> **Work request**
Look through the lines below and extract each one that contains "night".

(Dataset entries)
· · ·

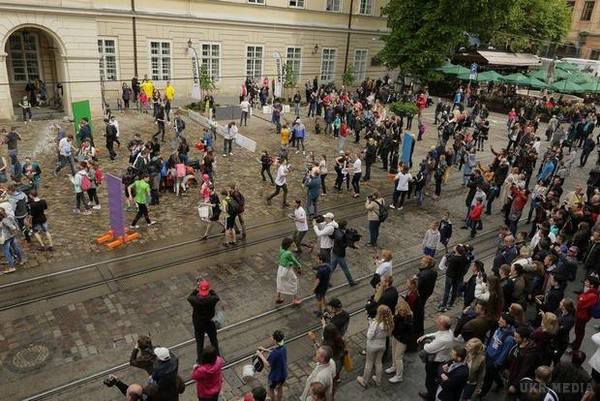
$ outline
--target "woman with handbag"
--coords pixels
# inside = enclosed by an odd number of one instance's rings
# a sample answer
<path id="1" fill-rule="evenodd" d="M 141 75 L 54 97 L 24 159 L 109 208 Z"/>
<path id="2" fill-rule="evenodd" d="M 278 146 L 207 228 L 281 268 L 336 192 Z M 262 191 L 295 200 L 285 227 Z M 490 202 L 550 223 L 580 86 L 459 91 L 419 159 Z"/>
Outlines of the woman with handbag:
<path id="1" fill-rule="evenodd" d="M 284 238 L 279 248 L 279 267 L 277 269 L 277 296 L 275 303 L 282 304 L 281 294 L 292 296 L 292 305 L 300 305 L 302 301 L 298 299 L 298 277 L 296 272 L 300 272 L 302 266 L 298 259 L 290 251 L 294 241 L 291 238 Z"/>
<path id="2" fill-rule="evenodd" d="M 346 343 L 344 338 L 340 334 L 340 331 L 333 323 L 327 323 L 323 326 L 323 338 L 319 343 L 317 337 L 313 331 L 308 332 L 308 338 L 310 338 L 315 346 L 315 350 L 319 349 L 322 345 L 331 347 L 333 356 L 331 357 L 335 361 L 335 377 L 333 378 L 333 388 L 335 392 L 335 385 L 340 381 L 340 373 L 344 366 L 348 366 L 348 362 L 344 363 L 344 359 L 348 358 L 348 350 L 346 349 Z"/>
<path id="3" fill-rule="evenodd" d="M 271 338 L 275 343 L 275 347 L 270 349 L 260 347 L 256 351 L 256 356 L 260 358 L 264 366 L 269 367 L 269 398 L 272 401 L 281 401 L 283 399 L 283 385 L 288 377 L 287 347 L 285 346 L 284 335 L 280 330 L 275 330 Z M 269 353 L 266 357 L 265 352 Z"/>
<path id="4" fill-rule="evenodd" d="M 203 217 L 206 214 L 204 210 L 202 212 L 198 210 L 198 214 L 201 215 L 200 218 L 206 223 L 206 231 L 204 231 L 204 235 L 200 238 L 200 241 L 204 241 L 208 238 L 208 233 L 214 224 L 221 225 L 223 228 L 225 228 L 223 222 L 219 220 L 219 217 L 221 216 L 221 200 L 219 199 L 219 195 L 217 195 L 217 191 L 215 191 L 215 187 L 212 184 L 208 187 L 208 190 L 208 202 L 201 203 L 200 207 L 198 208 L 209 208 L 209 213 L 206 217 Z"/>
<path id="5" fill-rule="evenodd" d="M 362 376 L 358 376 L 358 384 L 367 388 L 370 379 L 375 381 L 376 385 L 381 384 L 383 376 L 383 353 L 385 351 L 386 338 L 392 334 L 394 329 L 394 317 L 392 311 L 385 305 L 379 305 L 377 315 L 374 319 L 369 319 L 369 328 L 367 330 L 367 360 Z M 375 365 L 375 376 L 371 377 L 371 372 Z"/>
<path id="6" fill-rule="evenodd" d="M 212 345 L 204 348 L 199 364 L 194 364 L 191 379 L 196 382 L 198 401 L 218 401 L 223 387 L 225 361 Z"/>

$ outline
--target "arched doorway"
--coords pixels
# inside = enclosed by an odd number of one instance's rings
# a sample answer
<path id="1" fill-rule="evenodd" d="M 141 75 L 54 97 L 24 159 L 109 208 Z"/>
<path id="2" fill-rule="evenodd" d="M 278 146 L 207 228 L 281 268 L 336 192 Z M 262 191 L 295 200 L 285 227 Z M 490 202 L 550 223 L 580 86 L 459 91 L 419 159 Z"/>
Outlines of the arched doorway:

· · ·

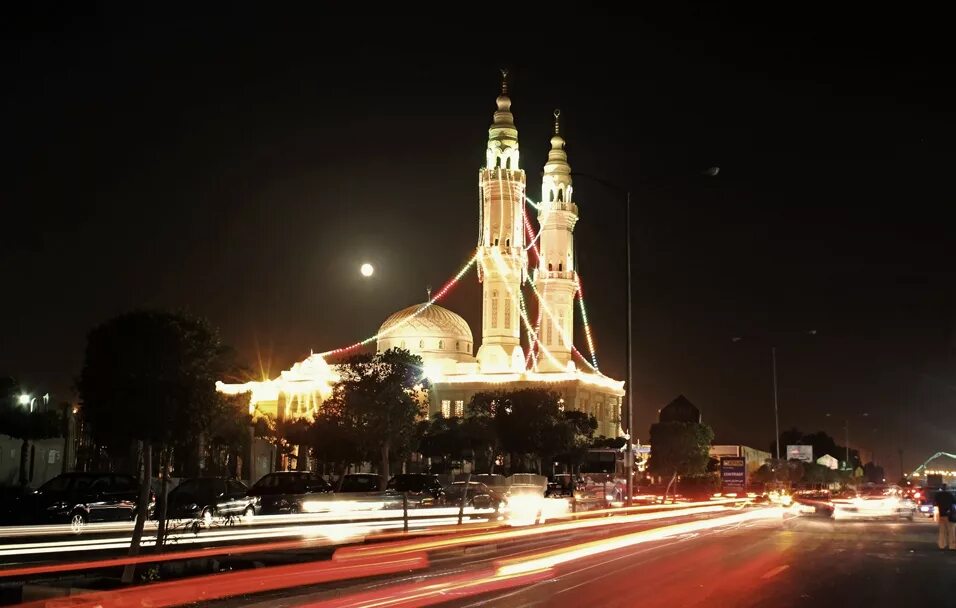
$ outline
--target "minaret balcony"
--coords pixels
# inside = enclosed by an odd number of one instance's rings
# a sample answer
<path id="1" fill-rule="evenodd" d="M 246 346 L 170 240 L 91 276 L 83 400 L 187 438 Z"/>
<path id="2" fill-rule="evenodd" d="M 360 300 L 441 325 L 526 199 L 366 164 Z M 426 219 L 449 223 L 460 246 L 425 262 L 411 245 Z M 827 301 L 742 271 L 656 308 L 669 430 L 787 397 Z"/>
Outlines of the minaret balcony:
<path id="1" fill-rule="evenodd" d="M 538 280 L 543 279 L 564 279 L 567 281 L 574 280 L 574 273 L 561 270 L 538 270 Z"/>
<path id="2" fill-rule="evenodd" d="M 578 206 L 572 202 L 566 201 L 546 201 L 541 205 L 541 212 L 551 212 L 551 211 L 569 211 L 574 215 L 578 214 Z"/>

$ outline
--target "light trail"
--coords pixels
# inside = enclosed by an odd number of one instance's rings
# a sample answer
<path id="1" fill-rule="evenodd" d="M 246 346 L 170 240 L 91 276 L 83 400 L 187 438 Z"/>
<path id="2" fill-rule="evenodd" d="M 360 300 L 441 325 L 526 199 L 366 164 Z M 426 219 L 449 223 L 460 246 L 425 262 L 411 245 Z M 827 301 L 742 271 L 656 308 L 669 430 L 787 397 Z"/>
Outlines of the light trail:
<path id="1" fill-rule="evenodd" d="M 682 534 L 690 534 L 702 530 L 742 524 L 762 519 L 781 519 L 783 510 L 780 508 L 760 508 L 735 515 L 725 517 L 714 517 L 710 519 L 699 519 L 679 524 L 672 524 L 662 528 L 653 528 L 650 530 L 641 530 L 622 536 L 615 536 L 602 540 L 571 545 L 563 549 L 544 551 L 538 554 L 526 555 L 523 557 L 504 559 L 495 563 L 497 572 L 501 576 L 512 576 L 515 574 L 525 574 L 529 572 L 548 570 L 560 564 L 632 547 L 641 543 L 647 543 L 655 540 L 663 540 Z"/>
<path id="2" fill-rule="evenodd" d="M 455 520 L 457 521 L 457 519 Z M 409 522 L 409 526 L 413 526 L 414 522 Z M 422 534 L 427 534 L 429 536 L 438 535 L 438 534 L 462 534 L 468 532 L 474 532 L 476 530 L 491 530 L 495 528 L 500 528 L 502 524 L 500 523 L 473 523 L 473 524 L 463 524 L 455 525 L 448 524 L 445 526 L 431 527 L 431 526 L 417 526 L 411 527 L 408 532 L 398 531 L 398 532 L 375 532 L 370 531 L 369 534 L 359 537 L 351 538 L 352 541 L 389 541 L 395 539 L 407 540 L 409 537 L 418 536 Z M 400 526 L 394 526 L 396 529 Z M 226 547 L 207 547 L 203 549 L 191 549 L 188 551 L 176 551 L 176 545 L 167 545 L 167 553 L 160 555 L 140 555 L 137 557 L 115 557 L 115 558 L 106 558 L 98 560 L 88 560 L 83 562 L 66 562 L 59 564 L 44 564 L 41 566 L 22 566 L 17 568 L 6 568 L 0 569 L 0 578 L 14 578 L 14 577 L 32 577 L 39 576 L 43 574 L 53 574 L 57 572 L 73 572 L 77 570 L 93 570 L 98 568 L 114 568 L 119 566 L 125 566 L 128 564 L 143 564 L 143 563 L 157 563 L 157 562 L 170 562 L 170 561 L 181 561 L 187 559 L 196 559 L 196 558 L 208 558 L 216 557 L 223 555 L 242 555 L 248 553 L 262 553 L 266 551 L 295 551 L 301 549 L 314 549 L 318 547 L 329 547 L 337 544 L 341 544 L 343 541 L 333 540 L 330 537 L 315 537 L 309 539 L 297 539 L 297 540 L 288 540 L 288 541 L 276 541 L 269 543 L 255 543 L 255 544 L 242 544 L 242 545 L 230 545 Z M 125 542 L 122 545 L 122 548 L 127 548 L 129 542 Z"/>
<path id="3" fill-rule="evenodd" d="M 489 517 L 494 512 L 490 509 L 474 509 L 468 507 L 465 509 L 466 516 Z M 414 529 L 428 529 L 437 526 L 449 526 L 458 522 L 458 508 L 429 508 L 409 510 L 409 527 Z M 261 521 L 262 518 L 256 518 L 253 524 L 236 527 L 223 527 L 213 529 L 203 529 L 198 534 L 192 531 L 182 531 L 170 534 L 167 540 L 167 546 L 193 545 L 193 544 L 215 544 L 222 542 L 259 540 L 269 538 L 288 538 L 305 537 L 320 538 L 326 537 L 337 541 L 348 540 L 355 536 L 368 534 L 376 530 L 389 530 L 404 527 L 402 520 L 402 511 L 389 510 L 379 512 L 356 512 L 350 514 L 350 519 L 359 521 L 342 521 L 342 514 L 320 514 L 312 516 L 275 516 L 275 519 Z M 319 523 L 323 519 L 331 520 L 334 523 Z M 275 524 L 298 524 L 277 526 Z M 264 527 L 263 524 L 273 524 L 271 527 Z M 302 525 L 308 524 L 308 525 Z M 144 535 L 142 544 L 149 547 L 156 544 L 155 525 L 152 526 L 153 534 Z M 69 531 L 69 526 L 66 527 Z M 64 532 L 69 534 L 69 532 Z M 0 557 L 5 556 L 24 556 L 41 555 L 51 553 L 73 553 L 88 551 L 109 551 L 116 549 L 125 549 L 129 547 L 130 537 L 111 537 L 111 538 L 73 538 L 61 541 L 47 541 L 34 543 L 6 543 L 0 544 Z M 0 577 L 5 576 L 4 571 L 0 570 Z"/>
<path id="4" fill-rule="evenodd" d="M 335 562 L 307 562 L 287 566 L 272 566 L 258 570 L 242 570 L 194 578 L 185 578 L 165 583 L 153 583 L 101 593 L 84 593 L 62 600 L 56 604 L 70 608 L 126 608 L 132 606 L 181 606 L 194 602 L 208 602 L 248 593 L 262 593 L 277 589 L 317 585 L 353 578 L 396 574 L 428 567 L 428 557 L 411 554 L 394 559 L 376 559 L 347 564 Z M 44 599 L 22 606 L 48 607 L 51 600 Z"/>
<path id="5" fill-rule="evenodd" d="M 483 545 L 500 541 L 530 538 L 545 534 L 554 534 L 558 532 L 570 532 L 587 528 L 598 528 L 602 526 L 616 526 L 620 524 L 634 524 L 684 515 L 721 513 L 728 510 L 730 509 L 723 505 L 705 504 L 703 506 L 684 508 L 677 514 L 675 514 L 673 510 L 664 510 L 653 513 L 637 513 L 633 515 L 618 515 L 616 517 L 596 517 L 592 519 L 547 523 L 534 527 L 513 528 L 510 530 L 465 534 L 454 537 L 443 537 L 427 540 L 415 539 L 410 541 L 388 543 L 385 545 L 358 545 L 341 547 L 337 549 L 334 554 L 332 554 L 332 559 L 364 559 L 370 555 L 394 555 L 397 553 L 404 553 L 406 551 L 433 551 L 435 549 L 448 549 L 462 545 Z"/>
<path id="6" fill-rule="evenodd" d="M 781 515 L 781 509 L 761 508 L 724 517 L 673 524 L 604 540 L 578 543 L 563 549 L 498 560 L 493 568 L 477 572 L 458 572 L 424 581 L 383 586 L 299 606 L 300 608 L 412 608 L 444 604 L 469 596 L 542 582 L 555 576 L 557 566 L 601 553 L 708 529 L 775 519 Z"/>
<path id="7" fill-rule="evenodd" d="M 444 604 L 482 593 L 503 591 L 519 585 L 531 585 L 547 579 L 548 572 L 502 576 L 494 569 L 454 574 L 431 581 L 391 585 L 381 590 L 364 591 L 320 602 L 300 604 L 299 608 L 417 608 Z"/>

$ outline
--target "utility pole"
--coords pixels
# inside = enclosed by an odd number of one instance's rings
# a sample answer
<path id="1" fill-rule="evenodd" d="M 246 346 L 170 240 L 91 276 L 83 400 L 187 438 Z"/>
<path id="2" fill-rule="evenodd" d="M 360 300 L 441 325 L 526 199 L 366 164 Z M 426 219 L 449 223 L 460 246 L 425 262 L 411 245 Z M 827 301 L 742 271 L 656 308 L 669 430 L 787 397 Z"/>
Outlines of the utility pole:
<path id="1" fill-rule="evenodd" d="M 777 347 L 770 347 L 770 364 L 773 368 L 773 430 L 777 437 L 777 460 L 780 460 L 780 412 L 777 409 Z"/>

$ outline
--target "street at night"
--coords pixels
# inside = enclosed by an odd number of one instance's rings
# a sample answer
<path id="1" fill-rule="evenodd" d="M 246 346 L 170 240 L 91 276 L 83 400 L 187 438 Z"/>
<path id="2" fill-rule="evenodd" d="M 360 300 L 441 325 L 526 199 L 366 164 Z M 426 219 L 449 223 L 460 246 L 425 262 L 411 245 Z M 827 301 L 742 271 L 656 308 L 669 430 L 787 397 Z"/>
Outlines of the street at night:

· · ·

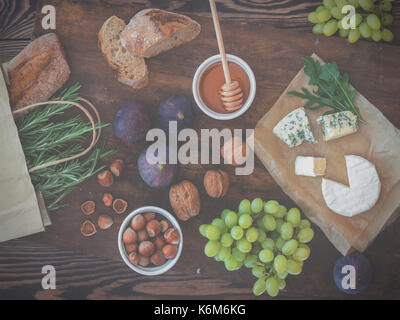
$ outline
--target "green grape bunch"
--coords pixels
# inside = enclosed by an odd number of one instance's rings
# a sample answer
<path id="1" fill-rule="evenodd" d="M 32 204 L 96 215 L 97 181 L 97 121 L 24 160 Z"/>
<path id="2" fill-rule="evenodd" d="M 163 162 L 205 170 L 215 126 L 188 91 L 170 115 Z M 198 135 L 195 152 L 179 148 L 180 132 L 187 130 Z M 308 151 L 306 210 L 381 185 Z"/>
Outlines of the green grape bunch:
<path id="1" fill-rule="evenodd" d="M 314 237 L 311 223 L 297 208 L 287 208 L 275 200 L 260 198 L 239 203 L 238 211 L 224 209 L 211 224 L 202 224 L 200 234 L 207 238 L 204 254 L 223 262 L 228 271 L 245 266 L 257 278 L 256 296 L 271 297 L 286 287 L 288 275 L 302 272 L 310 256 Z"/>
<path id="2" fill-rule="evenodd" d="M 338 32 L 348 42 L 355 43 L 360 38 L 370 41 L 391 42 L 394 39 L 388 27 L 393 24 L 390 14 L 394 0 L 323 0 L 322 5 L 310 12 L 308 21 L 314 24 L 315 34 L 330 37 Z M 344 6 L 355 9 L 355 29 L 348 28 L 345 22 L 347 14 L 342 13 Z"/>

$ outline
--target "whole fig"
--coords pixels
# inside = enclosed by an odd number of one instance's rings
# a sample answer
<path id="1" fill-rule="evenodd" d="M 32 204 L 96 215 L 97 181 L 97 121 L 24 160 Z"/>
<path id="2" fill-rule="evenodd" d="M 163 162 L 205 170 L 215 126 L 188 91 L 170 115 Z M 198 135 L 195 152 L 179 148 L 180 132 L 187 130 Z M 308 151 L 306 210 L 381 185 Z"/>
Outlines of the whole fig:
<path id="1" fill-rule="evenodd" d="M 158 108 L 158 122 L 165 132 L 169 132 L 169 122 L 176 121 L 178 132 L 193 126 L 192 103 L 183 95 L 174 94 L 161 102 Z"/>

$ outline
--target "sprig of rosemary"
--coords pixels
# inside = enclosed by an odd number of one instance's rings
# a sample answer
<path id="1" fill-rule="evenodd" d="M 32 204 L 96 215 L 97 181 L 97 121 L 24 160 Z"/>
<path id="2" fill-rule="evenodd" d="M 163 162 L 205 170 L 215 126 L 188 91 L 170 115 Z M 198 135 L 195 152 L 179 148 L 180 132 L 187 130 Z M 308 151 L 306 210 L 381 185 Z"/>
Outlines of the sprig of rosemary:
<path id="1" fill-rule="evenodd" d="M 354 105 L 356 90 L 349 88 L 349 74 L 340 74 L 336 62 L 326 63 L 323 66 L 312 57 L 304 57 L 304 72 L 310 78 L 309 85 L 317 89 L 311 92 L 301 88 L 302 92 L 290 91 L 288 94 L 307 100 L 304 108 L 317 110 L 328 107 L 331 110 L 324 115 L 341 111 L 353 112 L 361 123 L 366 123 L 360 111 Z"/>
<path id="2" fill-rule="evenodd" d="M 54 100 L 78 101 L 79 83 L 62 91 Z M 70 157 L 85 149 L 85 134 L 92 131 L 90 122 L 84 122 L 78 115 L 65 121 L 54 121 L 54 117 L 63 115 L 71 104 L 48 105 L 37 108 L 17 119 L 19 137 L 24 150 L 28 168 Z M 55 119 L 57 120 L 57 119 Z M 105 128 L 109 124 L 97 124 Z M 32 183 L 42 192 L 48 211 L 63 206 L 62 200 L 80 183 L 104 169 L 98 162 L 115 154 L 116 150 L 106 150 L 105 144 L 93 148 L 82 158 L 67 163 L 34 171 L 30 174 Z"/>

· · ·

> **Answer area**
--target "street at night"
Outlines of the street at night:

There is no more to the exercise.